> [Excerpt provided]
__________________________________________________
It’s now unrecognizable as the jar it once was.
This is where I found myself when trying to manage the tension between the desires of my flesh and the path of righteousness God was calling me to. I tried and tried and tried to do this “christian thing” right but pieces kept falling off now matter how hard I tried to keep them from doing so. But then I found that healthy christian community, who helped me surrender my brokenness to the Lord and everything changed…
Again, imagine your pile of crumbled clay pieces.
Imagine God looking at those pieces with you. He still loves you whether you’re a perfect clay jar completely unblemished or a mound of chipped and broken shards of clay. But He also loves you enough not to leave you broken. He wishes to restore you to himself, redeemed and made whole.
Imagine God’s spirit sweeping in like a gust of wind, picking up your pieces like in a tornado, swirling them around.
You start seeing the pieces come together.
They start resembling a jar again.
But it’s an altered version of the original jar you first imagined.
The pieces now in the shape of the jar, are sealed with glass so that you can see between each piece into the jar. A mosaic version of the clay jar with glass holding the pieces together.
Next, you see the Holy Spirit fill the jar with a magnificent ball of glowing light.
It fills the jar completely, leaving no space unfilled with its glorious light.
The light shines though the jar, between the once broken pieces revealing God’s power, goodness, and light.
This is where I now find myself. I am willing to expose my brokenness for all to see so that God’s light shines through me. It’s obvious that I haven’t led a perfect life, but it’s also obvious that I’ve now been made perfect by God.
Think about it, if the jar was never broken, the light would now not be revealed. His power is truly demonstrated perfect in our weakness.
I am also able to live out my original purpose, of being a vessel for Him, created by Him, for His glory. The more I’ve walked in this purpose, the more I’m able to walk in the freedom and life God intended for me.
I’d like to describe to you 5 different stages of this jar story and I want you to consider in which stage you find yourself.
Stage 1: Original jar of clay
You believe you have made no mistakes that require pieces of you to fall off. You are deceived into thinking you are without sin, and therefore without need of a savior. I encourage you to read Romans 3:23 and reconsider this. It’s not shameful to admit you have sinned and fallen short of what God intended, it’s the reality of our human condition ever since the garden of Eden and it’s out of love and grace that God asks us to draw near to him out of repentance for our sins.
__________________________________________________
> [Stored data]
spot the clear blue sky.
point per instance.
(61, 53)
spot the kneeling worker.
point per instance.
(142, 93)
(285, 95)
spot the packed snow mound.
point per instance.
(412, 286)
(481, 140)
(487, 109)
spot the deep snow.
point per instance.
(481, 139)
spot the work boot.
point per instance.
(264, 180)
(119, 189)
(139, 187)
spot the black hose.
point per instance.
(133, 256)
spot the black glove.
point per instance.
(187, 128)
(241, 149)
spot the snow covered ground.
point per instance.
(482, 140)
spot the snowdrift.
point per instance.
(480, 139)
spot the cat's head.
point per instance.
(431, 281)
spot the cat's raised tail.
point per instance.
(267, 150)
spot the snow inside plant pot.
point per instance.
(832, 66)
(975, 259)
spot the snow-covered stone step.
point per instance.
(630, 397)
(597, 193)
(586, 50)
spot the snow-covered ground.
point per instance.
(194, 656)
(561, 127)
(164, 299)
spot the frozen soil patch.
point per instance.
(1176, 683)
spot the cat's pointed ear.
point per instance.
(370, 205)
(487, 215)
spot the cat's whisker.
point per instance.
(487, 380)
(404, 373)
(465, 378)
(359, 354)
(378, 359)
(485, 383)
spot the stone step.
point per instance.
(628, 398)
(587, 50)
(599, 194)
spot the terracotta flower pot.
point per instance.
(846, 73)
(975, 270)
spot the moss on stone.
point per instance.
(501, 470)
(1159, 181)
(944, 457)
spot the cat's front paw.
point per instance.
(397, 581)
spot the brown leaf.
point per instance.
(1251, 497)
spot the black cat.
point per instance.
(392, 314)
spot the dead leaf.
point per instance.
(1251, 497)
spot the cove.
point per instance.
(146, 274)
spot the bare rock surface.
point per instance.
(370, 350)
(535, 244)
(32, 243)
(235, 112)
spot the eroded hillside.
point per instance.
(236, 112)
__________________________________________________
> [Task 1]
Rewrite the jar story from "Imagine God’s spirit" up to and including "of glowing light.", changing "jar" to "vase".
> [Task 2]
In the jar story, which Bible verse is the reader in Stage 1 encouraged to read?
> [Task 3]
Proceed with the jar story from the point where it stops.
The rows play no part in this work.

> [Answer section 1]
Imagine God’s spirit sweeping in like a gust of wind, picking up your pieces like in a tornado, swirling them around.
You start seeing the pieces come together.
They start resembling a vase again.
But it’s an altered version of the original vase you first imagined.
The pieces now in the shape of the vase, are sealed with glass so that you can see between each piece into the vase. A mosaic version of the clay vase with glass holding the pieces together.
Next, you see the Holy Spirit fill the vase with a magnificent ball of glowing light.

> [Answer section 2]
Romans 3:23

> [Answer section 3]
Stage 2: Chipping
You’re in the tension. You’ve admitted you’ve fallen short, and you need a savior, but you still can’t help but to fall into temptations. I encourage you to read Romans 6:11-12 and don’t let the enemy keep his strongholds within your heart. Let sin reign no more.
Stage 3: Striving
You’ve admitted you’re broken and you want to walk righteously but you are working out of your own strength to be made whole again instead of letting the love of God be at work within you. In 1 Thessalonians 5:23, it reveals how God has the power and desire to sanctify you himself, you need only to be still and stop striving for wholeness.
Stage 4: Broken
You’ve hit your breaking point in trying to hold it all together. You’re tired and exhausted and part of you wants to give up on your faith if it leaves you feeling this way. Rest in 2 Corinthians 12:9 knowing that His power is made perfect in your weakness.
Stage 5: Redeemed
You’ve accepted your brokeness, surrendered it all to the Father, and you’re living out your purpose each day, bringing God glory in everything you do. I want to encourage you with Philippians 3:12-14 to never stop pursuing all that God has for you, because it’s so much more than we could ever think or imagine.
No matter which stage you find yourself in, and no matter how broken you may feel, there is hope for you in the name of Jesus and his love for you knows no bounds and has no conditions. I’m so grateful to have learned this truth when I did to allow me to say “yes” to this crazy yet wonderful World Race journey that I’m on! God is good and so so faithful.